Written task: Continue the session notes on what schools don't do, starting after the line "dropout rate in 1950: over 50% (about 55%)".

Reading text:
Moving at the Speed of Creativity by Wesley Fryer

Natural Learning: What Schools Don’t Do by Steve Wycoff

These are my notes from Steve Wycoff’s breakout session titled “Learning: What Schools Don’t Do” at the TTT conference in Wichita, Kansas, on 12 June 2008. MY THOUGHTS ARE ALL IN CAPS. BEING ABLE TO HEAR, RECORD AND SHARE THIS SESSION IS THE MAIN REASON I CAME TO THIS CONFERENCE. I HAVE HEARD PART OF STEVE’S MESSAGE BEFORE (AT SITE 2006) BUT NOT AN ENTIRE PRESENTATION. HE IS A FANTASTIC THINKER AND SCHOOL CHANGE THOUGHT LEADER.

If magically all our kids were proficient on state assessments and we had no drop outs, would society be satisfied with our product?

we are wasting our time in many cases talking about school improvement, because

Question
– are schools:
– fine, they just need a little tweaking
– broken, they need fixing
– obsolete, they need replacing

I get about a third for each answer

Does this look familiar? (lists of subject areas for study in school)
– this is Charles W. Wliot who came up with this curriculum
– President of Harbard University in 1892
– he had a problem
– formed the Committee of 10
– Defined “college bound” curriculum

they formed subcommittees and defined this
– finished this work in 1894
– how many kids went to college in 1894? Not many
– in 1907 10% of our kids went to high school
– we have used this same core curriculum for 150 years

we have never asked if our core curriculum should be updated

education in the 19th century
– highly educated: aristocracy, didn’t work, ruled people and land, knew a lot
– taught to do a job: apprenticeships, guilds, learning by doing, natural learning

We’ve tried to merge the two, and knowing absent a context for using it, has won out

we started adding vocational stuff about 80 years ago
– that worked well when our society just needed people to go out, work hard and get jobs

problem:

dropout rate in 1950: over 50% (about 55%)

Dataset content:
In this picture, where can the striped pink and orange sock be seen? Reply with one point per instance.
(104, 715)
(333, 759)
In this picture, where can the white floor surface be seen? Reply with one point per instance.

The output:
– the word dropout was not used until the 1960s, it didn’t matter

the pressure to change schools now is based on kids needing to be able to do something when they leave school

pictures: 1900 classroom, 1950 classroom, 2008 classroom
– society has changed a lot, schools have not

Einstein: “Common knowledge is nothing more than a collection of misconceptions.”

if you ask kids to describe school in 1 word, what would they say?
– boring
– I have had 4 answers: boring is 99&
– worthless, prison, and sucks are the others

Is boredom a desirable condition for learning to occur

if schools need to change, what does that mean?
– we can’t agree on this!

What does this mean?
– changing the way that we teach
– can mean a great deal to change WHAT I teach

What Steve thinks it means:
– how we learn
– what we learn
– how we organize to learn
– how we assess

audience member is designing a school at Erie(?) that is designed to not have classrooms

I think everything ought to be up for discussion and conversation

Roger Shank: chairman of AI dept of Yale, then chair of cognitive psychology department
– he starts with driving exam: two parts (written and driving)
– which was more meaningful? of course the driving part
– what we have done in school: we have said metaphorically we need our kids to be better drivers, so we are going to give our kids longer and harder written tests
– question is: are our kids coming out as better drivers today?

I don’t think that written tests reflect our best drivers

Roger says we tend to focus on conscious knowledge in schools

it is the difference in knowing something and doing something that is important

what does society want? kids that can make meaning
– this is best explanation of what we are doing

I don’t think feeding kids on test day means our kids are leaving school better prepared for the world

Learning – Teaching
– natural learning: there are natural steps that you go through (think about driving a car)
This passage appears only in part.